**Task to carry out**
Line by line, the data below should be set down unchanged, with images excluded.

------

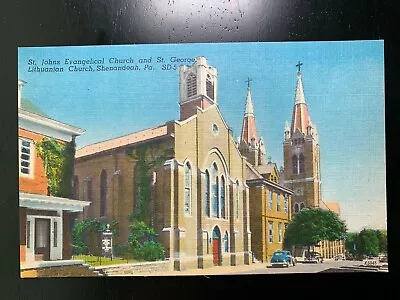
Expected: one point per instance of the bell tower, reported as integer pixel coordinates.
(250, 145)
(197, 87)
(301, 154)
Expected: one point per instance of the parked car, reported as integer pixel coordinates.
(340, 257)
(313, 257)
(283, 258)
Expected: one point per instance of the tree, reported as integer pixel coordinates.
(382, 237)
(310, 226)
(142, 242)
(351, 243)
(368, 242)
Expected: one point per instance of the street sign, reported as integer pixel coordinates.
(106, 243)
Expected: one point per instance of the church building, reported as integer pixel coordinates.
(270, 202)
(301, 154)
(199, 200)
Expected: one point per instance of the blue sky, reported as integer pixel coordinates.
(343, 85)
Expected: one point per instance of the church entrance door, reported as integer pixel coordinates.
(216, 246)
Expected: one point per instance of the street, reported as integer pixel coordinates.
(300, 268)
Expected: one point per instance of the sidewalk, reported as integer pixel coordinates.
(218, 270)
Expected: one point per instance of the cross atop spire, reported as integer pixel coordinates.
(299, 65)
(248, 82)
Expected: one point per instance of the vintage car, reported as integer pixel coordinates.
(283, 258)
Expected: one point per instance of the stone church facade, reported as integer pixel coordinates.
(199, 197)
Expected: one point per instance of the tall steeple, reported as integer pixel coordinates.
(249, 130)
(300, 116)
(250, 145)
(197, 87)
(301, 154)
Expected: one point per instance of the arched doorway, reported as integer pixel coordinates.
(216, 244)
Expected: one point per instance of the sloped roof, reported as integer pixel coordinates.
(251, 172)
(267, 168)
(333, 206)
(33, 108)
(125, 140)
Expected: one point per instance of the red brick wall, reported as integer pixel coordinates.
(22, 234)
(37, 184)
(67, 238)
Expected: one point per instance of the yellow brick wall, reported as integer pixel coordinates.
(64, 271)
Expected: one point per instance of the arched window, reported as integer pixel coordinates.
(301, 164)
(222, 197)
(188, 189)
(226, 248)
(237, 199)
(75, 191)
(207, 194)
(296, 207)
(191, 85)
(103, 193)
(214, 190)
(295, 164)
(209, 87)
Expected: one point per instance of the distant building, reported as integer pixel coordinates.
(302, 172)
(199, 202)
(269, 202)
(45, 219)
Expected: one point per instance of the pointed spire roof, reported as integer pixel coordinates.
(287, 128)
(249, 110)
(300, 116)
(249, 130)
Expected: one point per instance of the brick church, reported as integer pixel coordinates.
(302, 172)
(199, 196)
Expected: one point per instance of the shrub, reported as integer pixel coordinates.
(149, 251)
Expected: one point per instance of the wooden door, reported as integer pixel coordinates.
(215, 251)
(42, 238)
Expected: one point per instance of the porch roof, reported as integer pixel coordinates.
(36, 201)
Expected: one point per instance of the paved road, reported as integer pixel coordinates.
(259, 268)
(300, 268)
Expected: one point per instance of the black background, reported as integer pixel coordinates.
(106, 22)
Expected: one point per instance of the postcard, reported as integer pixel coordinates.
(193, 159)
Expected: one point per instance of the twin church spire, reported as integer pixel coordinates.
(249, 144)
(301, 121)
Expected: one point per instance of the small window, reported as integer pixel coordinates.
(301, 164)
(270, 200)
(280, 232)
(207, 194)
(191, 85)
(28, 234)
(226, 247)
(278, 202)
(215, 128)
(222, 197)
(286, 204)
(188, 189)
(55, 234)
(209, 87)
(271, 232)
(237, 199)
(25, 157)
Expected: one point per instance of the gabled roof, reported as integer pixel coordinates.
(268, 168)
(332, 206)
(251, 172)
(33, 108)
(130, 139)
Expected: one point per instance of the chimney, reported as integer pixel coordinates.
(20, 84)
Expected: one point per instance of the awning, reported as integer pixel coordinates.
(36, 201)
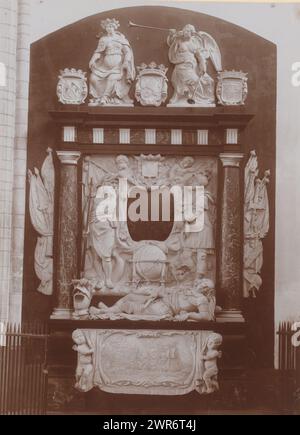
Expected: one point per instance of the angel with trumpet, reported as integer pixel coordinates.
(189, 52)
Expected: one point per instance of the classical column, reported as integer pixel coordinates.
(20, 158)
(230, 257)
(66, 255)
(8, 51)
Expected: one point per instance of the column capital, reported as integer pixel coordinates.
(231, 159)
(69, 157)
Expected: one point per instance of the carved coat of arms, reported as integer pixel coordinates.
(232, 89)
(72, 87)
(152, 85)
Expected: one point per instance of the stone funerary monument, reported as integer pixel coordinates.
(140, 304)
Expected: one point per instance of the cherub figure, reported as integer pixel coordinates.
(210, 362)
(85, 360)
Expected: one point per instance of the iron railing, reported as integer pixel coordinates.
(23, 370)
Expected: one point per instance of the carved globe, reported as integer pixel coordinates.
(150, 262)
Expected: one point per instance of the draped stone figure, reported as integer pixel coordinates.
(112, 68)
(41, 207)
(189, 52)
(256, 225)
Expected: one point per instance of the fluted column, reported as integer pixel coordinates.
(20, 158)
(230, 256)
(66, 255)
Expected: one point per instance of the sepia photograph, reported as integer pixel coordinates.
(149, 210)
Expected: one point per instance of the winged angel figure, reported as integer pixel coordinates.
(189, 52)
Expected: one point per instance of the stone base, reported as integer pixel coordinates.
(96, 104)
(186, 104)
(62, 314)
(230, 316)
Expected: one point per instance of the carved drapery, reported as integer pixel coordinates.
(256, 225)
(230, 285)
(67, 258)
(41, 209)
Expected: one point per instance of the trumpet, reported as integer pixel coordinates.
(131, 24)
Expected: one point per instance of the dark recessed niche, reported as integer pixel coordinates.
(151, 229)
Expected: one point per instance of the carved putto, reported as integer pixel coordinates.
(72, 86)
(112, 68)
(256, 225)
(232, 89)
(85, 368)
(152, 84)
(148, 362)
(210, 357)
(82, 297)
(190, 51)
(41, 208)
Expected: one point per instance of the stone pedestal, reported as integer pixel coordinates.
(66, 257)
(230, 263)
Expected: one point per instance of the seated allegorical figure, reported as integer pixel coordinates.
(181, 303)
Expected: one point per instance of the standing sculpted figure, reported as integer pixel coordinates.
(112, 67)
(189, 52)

------

**Exercise solution**
Expected: one point per instance of the bell tower, reported as integer pixel coordinates.
(250, 145)
(197, 87)
(301, 154)
Expected: one point per instance of the parked car, reported as integer pixel coordinates.
(340, 257)
(313, 257)
(283, 258)
Expected: one point per instance of the tree, reported as integer pixel coordinates.
(382, 237)
(310, 226)
(142, 242)
(351, 243)
(368, 242)
Expected: one point per instance of the street sign, reported as integer pixel coordinates.
(106, 243)
Expected: one point per instance of the church building, reported as integer pixel coordinates.
(270, 202)
(301, 154)
(199, 200)
Expected: one point per instance of the blue sky, reported as integer pixel coordinates.
(343, 85)
Expected: one point per instance of the church entrance door, reported as integer pixel coordinates.
(216, 246)
Expected: one point per instance of the street, reported as integer pixel coordinates.
(300, 268)
Expected: one point per instance of the sidewalk, reported as integer pixel coordinates.
(218, 270)
Expected: one point per instance of the cross atop spire, reported as integer pixel coordinates.
(299, 65)
(248, 82)
Expected: one point per instance of the vintage car, reported as integer pixel coordinates.
(283, 258)
Expected: one point per instance of the stone church facade, reported as integer pixel coordinates.
(199, 197)
Expected: one point per instance of the tall steeple, reported as integer pixel coordinates.
(249, 130)
(300, 116)
(250, 145)
(197, 87)
(301, 154)
Expected: one point per instance of the arched doorway, reported as integer pixel coordinates.
(216, 244)
Expected: one point per instance of the sloped roof, reported as integer pixel coordinates.
(251, 172)
(267, 168)
(333, 206)
(33, 108)
(125, 140)
Expected: one point per instance of the red brick wall, reported as integer pixel coordinates.
(22, 234)
(37, 184)
(67, 238)
Expected: one point per instance of the yellow brick wall, reported as integer pixel coordinates.
(64, 271)
Expected: one point per instance of the arched window, reported as integer pixel coordinates.
(301, 164)
(222, 197)
(188, 189)
(226, 248)
(237, 199)
(75, 191)
(207, 194)
(296, 207)
(191, 85)
(103, 193)
(214, 190)
(295, 164)
(209, 87)
Expected: one point per instance of the distant building, reported as integer pixel coordinates.
(302, 172)
(199, 202)
(269, 202)
(45, 219)
Expected: one point per instance of the pointed spire roof, reported as integer pixel coordinates.
(287, 128)
(249, 110)
(300, 116)
(249, 130)
Expected: one point per instance of the brick church, reported as integer pixel coordinates.
(302, 172)
(199, 196)
Expected: one point per instance of the shrub, reported as integer pixel coordinates.
(149, 251)
Expected: one point per instance of the wooden door, reported as integer pixel coordinates.
(215, 251)
(42, 238)
Expected: one point per instance of the porch roof, reported as integer pixel coordinates.
(36, 201)
Expected: one point per instance of the paved road, reported as integer pixel coordinates.
(259, 268)
(300, 268)
Expected: one point per instance of the black background, reported as integer pixel coordinates.
(106, 22)
Expected: one point per instance of the postcard, reported as integer pixel coordinates.
(193, 159)
Expected: one point per instance of the twin church spire, reported as integer pixel coordinates.
(249, 144)
(301, 121)
Expected: one point per instance of the small window, reported as integer pixel coordinates.
(301, 164)
(270, 200)
(280, 232)
(207, 194)
(191, 85)
(28, 234)
(226, 247)
(278, 202)
(215, 128)
(222, 197)
(286, 204)
(188, 189)
(55, 234)
(209, 87)
(271, 232)
(237, 199)
(25, 157)
Expected: one point per instance of the gabled roof, reported as integer pixel coordinates.
(268, 168)
(332, 206)
(251, 172)
(33, 108)
(130, 139)
Expected: one point per instance of the chimney, reported as integer pixel coordinates.
(20, 84)
Expected: one point per instance of the awning, reported as integer pixel coordinates.
(36, 201)
Expected: one point per instance of the angel with trumpet, reported as integer pixel coordinates.
(189, 52)
Expected: one point per instance of the classical column, reported as integer pixel coordinates.
(20, 158)
(230, 257)
(66, 255)
(8, 51)
Expected: one point per instance of the column capital, reported as integer pixel coordinates.
(231, 159)
(69, 157)
Expected: one point per instance of the carved coat of arms, reported as integer pixel coordinates.
(232, 89)
(72, 87)
(152, 85)
Expected: one point per instance of the stone funerary monument, reported as integer pixel coordinates.
(140, 304)
Expected: one point per instance of the cherub figure, reported as integer pixel coordinates.
(210, 362)
(85, 360)
Expected: one point per instance of the iron railing, reported as integer pixel coordinates.
(23, 370)
Expected: one point per instance of the carved globe, reported as integer pixel coordinates.
(150, 262)
Expected: one point per instance of the draped stone figure, reported as integer pixel coordinates.
(112, 68)
(41, 207)
(189, 52)
(256, 225)
Expected: one point per instance of the fluted column, reported as integer pixel coordinates.
(20, 158)
(230, 256)
(66, 255)
Expected: one point per instance of the sepia photograph, reported as integer pixel coordinates.
(149, 210)
Expected: one point per instance of the winged angel figure, reported as integer pixel coordinates.
(189, 52)
Expected: one point per instance of the stone base, reported as integer pixel coordinates.
(96, 104)
(186, 104)
(62, 314)
(230, 316)
Expected: one point per instance of the carved drapery, reported as integer pixel coordinates.
(256, 225)
(230, 285)
(67, 258)
(41, 209)
Expected: one point per instance of the trumpet, reported as integer pixel coordinates.
(131, 24)
Expected: one point per instance of the dark recessed niche, reported as integer pixel coordinates.
(151, 229)
Expected: one point per instance of the carved putto, reported as integer pixel coordinates.
(72, 86)
(112, 68)
(256, 225)
(232, 89)
(85, 368)
(152, 84)
(148, 362)
(210, 357)
(82, 297)
(190, 51)
(41, 208)
Expected: one point per instance of the stone pedestal, reported as integer pixel coordinates.
(66, 257)
(230, 263)
Expected: one point per instance of the seated allegorical figure, reported as integer pixel coordinates.
(181, 303)
Expected: one point per instance of the standing sculpted figure, reported as integer pixel coordinates.
(112, 67)
(189, 52)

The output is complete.